### DIRECTIONS FOR THIS TASK
Return, word for word, the line that contains "thinking out loud here... i need the box for the orange" and every line after it through the end of the records.

### DATASET

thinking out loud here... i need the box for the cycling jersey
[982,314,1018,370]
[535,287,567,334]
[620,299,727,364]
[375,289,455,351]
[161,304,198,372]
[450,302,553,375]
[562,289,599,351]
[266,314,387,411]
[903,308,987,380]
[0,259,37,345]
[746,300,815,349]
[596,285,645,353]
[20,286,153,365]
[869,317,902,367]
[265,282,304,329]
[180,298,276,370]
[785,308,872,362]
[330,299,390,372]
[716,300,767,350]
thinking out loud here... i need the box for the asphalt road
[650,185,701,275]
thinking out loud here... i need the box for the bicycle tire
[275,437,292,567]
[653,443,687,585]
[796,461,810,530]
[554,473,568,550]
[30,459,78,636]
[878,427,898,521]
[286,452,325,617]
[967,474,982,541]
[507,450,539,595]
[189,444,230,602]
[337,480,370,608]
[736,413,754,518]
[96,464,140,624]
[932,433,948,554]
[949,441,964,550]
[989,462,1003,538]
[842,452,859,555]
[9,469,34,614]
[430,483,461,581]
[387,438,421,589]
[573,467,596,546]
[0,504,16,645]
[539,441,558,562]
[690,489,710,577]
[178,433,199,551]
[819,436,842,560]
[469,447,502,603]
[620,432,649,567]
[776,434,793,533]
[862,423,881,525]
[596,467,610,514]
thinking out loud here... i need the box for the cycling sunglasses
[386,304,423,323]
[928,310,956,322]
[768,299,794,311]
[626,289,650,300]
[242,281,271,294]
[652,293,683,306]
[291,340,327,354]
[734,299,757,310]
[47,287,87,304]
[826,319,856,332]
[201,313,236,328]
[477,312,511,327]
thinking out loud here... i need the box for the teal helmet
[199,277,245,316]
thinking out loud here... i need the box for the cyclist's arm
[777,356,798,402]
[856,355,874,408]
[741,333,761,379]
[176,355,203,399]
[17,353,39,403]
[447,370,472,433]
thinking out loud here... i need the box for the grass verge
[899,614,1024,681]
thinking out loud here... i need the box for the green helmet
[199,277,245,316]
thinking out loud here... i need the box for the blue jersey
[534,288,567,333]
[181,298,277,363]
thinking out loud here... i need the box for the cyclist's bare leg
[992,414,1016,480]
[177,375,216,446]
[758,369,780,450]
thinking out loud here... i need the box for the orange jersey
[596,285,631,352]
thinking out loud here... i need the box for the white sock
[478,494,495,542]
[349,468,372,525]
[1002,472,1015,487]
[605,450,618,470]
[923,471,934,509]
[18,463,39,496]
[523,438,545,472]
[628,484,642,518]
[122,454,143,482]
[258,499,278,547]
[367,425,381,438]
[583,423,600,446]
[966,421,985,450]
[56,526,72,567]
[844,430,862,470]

### REPLY
thinking out loud here... i need the box for the orange jersey
[596,285,631,352]
thinking out loud here... i need the box for the white sock
[478,494,495,542]
[349,468,372,525]
[1002,472,1015,487]
[605,450,618,470]
[923,471,934,509]
[18,463,39,496]
[523,438,545,472]
[628,484,642,518]
[122,454,143,482]
[258,499,278,547]
[367,425,381,438]
[583,423,600,446]
[966,421,985,450]
[56,526,72,567]
[844,430,862,470]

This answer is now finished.